Scores/levels of reading age, working memory and behavior was assessed before and after the course of omega-3 or vegetable oil supplements by parents and teachers.

“This study supports the now routine reporting of scientific studies showing the positive effects of seafood and omega-3 fatty acid consumption on childhood development and other beneficial health effects,” said Dr. Jon Bell of Louisiana State University AgCenter and Louisiana Sea Grant. “After a large analysis of numerous studies into the risks and benefits of eating seafood, the Harvard School of Public Health has determined that the benefits of a diet rich in seafood outweigh any risks that might be associated with seafood consumption.”

According to Dr. Bell, “the popular press often reports some of these important studies and their results, but it is the few articles that are often non-scientific in nature and assert a negative outcomes from eating seafood that tend to have larger impact and effect on interest groups and consumers.

Omega-3 Reads Well

While the omega-3 supplements were found to have little effect on memory, a significant improvement in reading ability was seen in young readers in the lowest 20% of the study group. These children increased their reading age by  +more than three-weeks, and those in the lowest 10% reading ability increased their reading age by 1.9 months.

The parents of the children in the study also indicated a significant improvement in the children’s behavior, although their teachers did not report this observance.

> DATA EXTRACTS

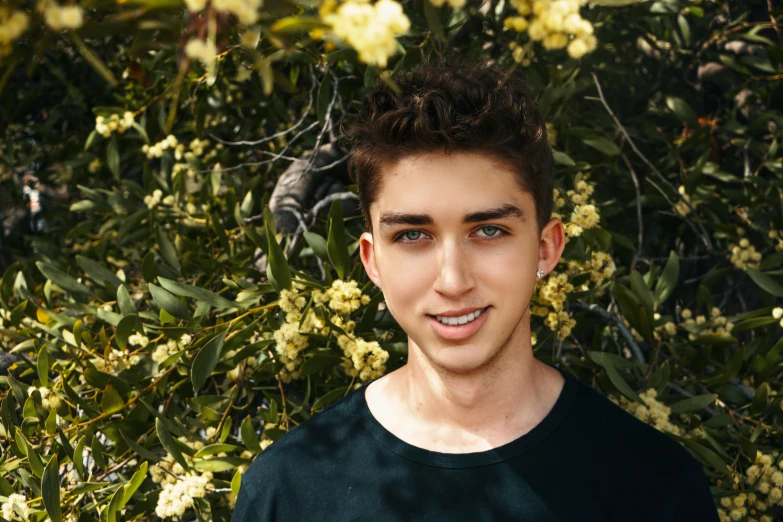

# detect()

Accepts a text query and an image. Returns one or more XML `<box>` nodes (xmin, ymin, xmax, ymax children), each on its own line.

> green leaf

<box><xmin>239</xmin><ymin>415</ymin><xmax>261</xmax><ymax>452</ymax></box>
<box><xmin>666</xmin><ymin>96</ymin><xmax>699</xmax><ymax>125</ymax></box>
<box><xmin>84</xmin><ymin>129</ymin><xmax>100</xmax><ymax>152</ymax></box>
<box><xmin>76</xmin><ymin>256</ymin><xmax>122</xmax><ymax>288</ymax></box>
<box><xmin>35</xmin><ymin>261</ymin><xmax>92</xmax><ymax>294</ymax></box>
<box><xmin>326</xmin><ymin>199</ymin><xmax>350</xmax><ymax>279</ymax></box>
<box><xmin>68</xmin><ymin>31</ymin><xmax>118</xmax><ymax>87</ymax></box>
<box><xmin>132</xmin><ymin>121</ymin><xmax>150</xmax><ymax>144</ymax></box>
<box><xmin>193</xmin><ymin>444</ymin><xmax>242</xmax><ymax>458</ymax></box>
<box><xmin>117</xmin><ymin>285</ymin><xmax>136</xmax><ymax>317</ymax></box>
<box><xmin>155</xmin><ymin>227</ymin><xmax>182</xmax><ymax>273</ymax></box>
<box><xmin>36</xmin><ymin>345</ymin><xmax>49</xmax><ymax>386</ymax></box>
<box><xmin>604</xmin><ymin>358</ymin><xmax>642</xmax><ymax>403</ymax></box>
<box><xmin>302</xmin><ymin>232</ymin><xmax>329</xmax><ymax>261</ymax></box>
<box><xmin>44</xmin><ymin>409</ymin><xmax>57</xmax><ymax>435</ymax></box>
<box><xmin>149</xmin><ymin>284</ymin><xmax>192</xmax><ymax>321</ymax></box>
<box><xmin>299</xmin><ymin>354</ymin><xmax>343</xmax><ymax>376</ymax></box>
<box><xmin>271</xmin><ymin>16</ymin><xmax>330</xmax><ymax>33</ymax></box>
<box><xmin>731</xmin><ymin>316</ymin><xmax>778</xmax><ymax>333</ymax></box>
<box><xmin>193</xmin><ymin>457</ymin><xmax>248</xmax><ymax>473</ymax></box>
<box><xmin>190</xmin><ymin>329</ymin><xmax>228</xmax><ymax>393</ymax></box>
<box><xmin>101</xmin><ymin>384</ymin><xmax>125</xmax><ymax>415</ymax></box>
<box><xmin>114</xmin><ymin>314</ymin><xmax>139</xmax><ymax>350</ymax></box>
<box><xmin>155</xmin><ymin>417</ymin><xmax>190</xmax><ymax>471</ymax></box>
<box><xmin>231</xmin><ymin>470</ymin><xmax>242</xmax><ymax>495</ymax></box>
<box><xmin>158</xmin><ymin>276</ymin><xmax>236</xmax><ymax>310</ymax></box>
<box><xmin>747</xmin><ymin>267</ymin><xmax>783</xmax><ymax>297</ymax></box>
<box><xmin>90</xmin><ymin>437</ymin><xmax>106</xmax><ymax>470</ymax></box>
<box><xmin>120</xmin><ymin>462</ymin><xmax>149</xmax><ymax>509</ymax></box>
<box><xmin>750</xmin><ymin>382</ymin><xmax>769</xmax><ymax>413</ymax></box>
<box><xmin>630</xmin><ymin>270</ymin><xmax>655</xmax><ymax>316</ymax></box>
<box><xmin>670</xmin><ymin>435</ymin><xmax>731</xmax><ymax>477</ymax></box>
<box><xmin>41</xmin><ymin>455</ymin><xmax>62</xmax><ymax>522</ymax></box>
<box><xmin>106</xmin><ymin>484</ymin><xmax>125</xmax><ymax>522</ymax></box>
<box><xmin>582</xmin><ymin>136</ymin><xmax>620</xmax><ymax>156</ymax></box>
<box><xmin>669</xmin><ymin>393</ymin><xmax>718</xmax><ymax>413</ymax></box>
<box><xmin>691</xmin><ymin>334</ymin><xmax>737</xmax><ymax>345</ymax></box>
<box><xmin>141</xmin><ymin>252</ymin><xmax>158</xmax><ymax>283</ymax></box>
<box><xmin>239</xmin><ymin>190</ymin><xmax>255</xmax><ymax>217</ymax></box>
<box><xmin>120</xmin><ymin>431</ymin><xmax>160</xmax><ymax>464</ymax></box>
<box><xmin>702</xmin><ymin>346</ymin><xmax>745</xmax><ymax>386</ymax></box>
<box><xmin>316</xmin><ymin>74</ymin><xmax>332</xmax><ymax>128</ymax></box>
<box><xmin>552</xmin><ymin>150</ymin><xmax>576</xmax><ymax>167</ymax></box>
<box><xmin>106</xmin><ymin>134</ymin><xmax>120</xmax><ymax>179</ymax></box>
<box><xmin>73</xmin><ymin>435</ymin><xmax>87</xmax><ymax>480</ymax></box>
<box><xmin>264</xmin><ymin>205</ymin><xmax>293</xmax><ymax>292</ymax></box>
<box><xmin>655</xmin><ymin>250</ymin><xmax>680</xmax><ymax>308</ymax></box>
<box><xmin>311</xmin><ymin>386</ymin><xmax>350</xmax><ymax>412</ymax></box>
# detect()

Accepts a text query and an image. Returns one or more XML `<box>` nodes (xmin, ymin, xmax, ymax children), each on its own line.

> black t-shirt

<box><xmin>232</xmin><ymin>370</ymin><xmax>719</xmax><ymax>522</ymax></box>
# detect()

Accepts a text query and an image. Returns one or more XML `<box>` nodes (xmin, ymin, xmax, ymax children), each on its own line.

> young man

<box><xmin>233</xmin><ymin>57</ymin><xmax>718</xmax><ymax>522</ymax></box>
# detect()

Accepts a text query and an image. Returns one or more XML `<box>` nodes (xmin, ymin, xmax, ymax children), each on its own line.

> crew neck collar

<box><xmin>351</xmin><ymin>368</ymin><xmax>579</xmax><ymax>468</ymax></box>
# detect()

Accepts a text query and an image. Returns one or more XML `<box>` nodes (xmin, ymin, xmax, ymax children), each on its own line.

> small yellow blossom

<box><xmin>322</xmin><ymin>0</ymin><xmax>410</xmax><ymax>68</ymax></box>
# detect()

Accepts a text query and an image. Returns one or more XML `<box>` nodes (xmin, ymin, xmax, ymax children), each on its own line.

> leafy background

<box><xmin>0</xmin><ymin>0</ymin><xmax>783</xmax><ymax>521</ymax></box>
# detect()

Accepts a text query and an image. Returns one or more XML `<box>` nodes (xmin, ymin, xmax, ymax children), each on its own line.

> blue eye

<box><xmin>479</xmin><ymin>225</ymin><xmax>501</xmax><ymax>237</ymax></box>
<box><xmin>394</xmin><ymin>225</ymin><xmax>508</xmax><ymax>245</ymax></box>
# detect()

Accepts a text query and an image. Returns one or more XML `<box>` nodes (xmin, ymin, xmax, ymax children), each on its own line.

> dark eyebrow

<box><xmin>380</xmin><ymin>203</ymin><xmax>525</xmax><ymax>228</ymax></box>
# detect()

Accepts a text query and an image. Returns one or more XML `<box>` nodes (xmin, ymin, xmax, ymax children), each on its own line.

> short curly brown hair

<box><xmin>343</xmin><ymin>54</ymin><xmax>554</xmax><ymax>233</ymax></box>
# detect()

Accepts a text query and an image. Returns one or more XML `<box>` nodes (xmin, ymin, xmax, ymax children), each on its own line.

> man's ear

<box><xmin>359</xmin><ymin>232</ymin><xmax>382</xmax><ymax>289</ymax></box>
<box><xmin>538</xmin><ymin>218</ymin><xmax>565</xmax><ymax>275</ymax></box>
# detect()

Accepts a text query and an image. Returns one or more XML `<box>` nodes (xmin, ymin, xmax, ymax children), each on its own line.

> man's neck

> CHECK YOUR UNDERSTANDING
a – Repeat the omega-3 article word for word, everything from "Omega-3 Reads Well" down to "report this observance.".
b – In the omega-3 article, how much did children in the lowest 10% of reading ability increase their reading age?

> EXPECTED RESULTS
a –
Omega-3 Reads Well

While the omega-3 supplements were found to have little effect on memory, a significant improvement in reading ability was seen in young readers in the lowest 20% of the study group. These children increased their reading age by  +more than three-weeks, and those in the lowest 10% reading ability increased their reading age by 1.9 months.

The parents of the children in the study also indicated a significant improvement in the children’s behavior, although their teachers did not report this observance.

b – By 1.9 months.